Rewrite the rows below, putting "place a point on" wherever "set a dot on" appears and keeping every other word and point unchanged.

### Data

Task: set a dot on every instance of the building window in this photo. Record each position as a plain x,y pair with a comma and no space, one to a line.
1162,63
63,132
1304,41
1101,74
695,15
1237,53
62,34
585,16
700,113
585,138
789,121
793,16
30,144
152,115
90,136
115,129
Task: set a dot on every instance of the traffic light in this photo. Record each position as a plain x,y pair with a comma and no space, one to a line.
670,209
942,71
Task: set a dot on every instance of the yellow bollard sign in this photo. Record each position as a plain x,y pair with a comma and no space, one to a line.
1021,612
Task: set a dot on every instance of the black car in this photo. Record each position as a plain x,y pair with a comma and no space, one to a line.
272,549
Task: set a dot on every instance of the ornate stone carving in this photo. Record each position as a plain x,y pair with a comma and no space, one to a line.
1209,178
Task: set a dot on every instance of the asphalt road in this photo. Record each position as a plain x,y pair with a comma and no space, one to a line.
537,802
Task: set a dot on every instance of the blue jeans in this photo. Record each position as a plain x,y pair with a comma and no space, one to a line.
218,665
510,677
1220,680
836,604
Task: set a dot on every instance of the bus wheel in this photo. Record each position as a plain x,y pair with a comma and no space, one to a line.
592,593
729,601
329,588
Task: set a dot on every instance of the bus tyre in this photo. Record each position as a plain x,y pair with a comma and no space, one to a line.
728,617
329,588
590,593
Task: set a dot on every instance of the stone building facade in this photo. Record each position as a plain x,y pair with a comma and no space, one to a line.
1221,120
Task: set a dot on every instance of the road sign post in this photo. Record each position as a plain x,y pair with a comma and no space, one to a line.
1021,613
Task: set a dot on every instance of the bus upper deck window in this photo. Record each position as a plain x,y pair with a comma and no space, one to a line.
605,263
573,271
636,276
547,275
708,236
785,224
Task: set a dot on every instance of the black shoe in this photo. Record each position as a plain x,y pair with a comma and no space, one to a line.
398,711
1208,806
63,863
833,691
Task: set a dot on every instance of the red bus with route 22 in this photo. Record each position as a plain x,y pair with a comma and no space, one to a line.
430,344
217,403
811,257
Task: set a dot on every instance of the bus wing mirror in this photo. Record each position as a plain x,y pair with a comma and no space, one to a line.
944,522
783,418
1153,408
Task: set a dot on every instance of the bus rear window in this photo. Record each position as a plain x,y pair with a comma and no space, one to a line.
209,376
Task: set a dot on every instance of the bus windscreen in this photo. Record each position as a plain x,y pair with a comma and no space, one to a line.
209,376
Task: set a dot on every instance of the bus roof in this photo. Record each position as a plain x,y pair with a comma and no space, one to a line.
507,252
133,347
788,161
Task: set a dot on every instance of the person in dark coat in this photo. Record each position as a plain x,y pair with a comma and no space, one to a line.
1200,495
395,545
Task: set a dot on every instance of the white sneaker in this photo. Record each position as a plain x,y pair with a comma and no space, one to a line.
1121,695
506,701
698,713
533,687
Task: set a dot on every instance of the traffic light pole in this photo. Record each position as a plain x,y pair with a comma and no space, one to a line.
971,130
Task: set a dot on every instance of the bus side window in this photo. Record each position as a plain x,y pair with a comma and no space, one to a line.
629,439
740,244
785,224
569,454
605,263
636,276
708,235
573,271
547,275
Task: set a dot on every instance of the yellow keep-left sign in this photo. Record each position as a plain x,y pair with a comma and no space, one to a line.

######

> _Response to this exercise_
Task: place a point on every instance of the building window in this photo. Record each position as a plain x,y pair with a comma and no space, one to a line.
1162,63
63,132
1304,41
1101,74
695,15
1237,53
62,34
585,16
700,113
585,138
789,121
793,16
30,144
152,115
90,136
115,129
Task: place a point on every instance of the traffic light in this photo. Record each position as a plain x,y pair with a comma and no space, one to a line.
670,209
942,71
Task: place a point on every instance of the yellow bollard sign in this photo. Record each position as a plain x,y pair with a comma and no space, one to a line.
1021,612
Task: place a point on every instance of the black car in this photo. Record each position as a plain x,y pair with a comma and no space, one to a line.
272,549
Task: place a point on every instance of the ornate stone carving in this photo. Record each position as a plain x,y pair with a comma and no space, one to a line.
1209,178
Task: place a point on every instance of the asphalt road in this photo. Record each position as a plain x,y pair with a comma and no space, one to a line.
537,802
Task: place a point on every instance of the blue jeans in this photo. Record each position as a plain x,y pair with a comma and no space, one to a line.
218,665
510,677
1220,680
836,604
Task: place a point on every instance of the bus wheel in this photo. Record each position as a plain x,y pair with a comma and no space, one to a line.
592,593
729,601
329,588
Task: place a point on every instance of the bus tyre in this photo. Record each position as a plain x,y pair with a comma and no space, one to a line.
728,617
329,588
590,593
Task: place a point on every instance of the stone building facade in this photo. Record each position as a plain x,y pair with a comma and no space, one to a line.
1221,120
Task: place a point on every instance of the road sign post in this photo. Record each position as a plain x,y pair with a comma and no space, one to a line.
1021,613
Task: place a point on every instance of the bus upper deck window in this photo. Record each position as a plain x,y pair with a comma and no space, one to a line.
605,263
573,271
636,276
547,275
708,236
785,224
Task: place a point on every instance of the black shoe in this photo. Record each position as a plain x,y pair with a comma and no space, one to a line.
398,711
1208,806
63,863
833,691
Task: place a point on every instance of the red bus with route 22 in this photo. Record each position as a plain x,y pair with a comma and no space, one to a line.
430,344
217,403
811,257
Task: place a point on every instance of the bus wing mirror in this photo. Record each position as a plain x,y pair with a comma and no space, one to a line.
944,522
783,418
1153,408
Task: place a point on every instance of the bus rear window in this photo. Record each position as a plain x,y pair with a comma and no space, one to a line.
209,376
Task: place a point on every instance of the bus windscreen in this photo. Record each position as a plain x,y pair with a comma and no space, one to a line.
209,376
Task: place a point on every instance of the bus roof in this photo. Record each position as a plain x,y pair with a comma and no space, one to a line.
507,252
133,347
788,161
Task: place a point on every instance of the person in dark coat in this photo. Record each position as a plain x,y pair with a comma and no space, one to a line.
1200,495
395,545
Task: place a point on every instance of the white sneaker in this photo. Record each position as a plain x,y pair with a comma and no space, one to a line.
1121,695
506,701
698,713
533,687
Task: place a point on every instance of the traffic light pole in this photo. Record each position as a plain x,y pair with a comma and no space, one to a line.
971,130
Task: place a point on every instance of the bus side window in this photo. Record each position as a plain x,y pair with a comma and no space, one to a line.
629,439
740,244
785,224
569,454
605,263
636,276
708,235
573,271
547,275
Task: place a point on every instance of the yellow keep-left sign in this photo. Record each position as a plain x,y pair with a comma and no space, one to a line.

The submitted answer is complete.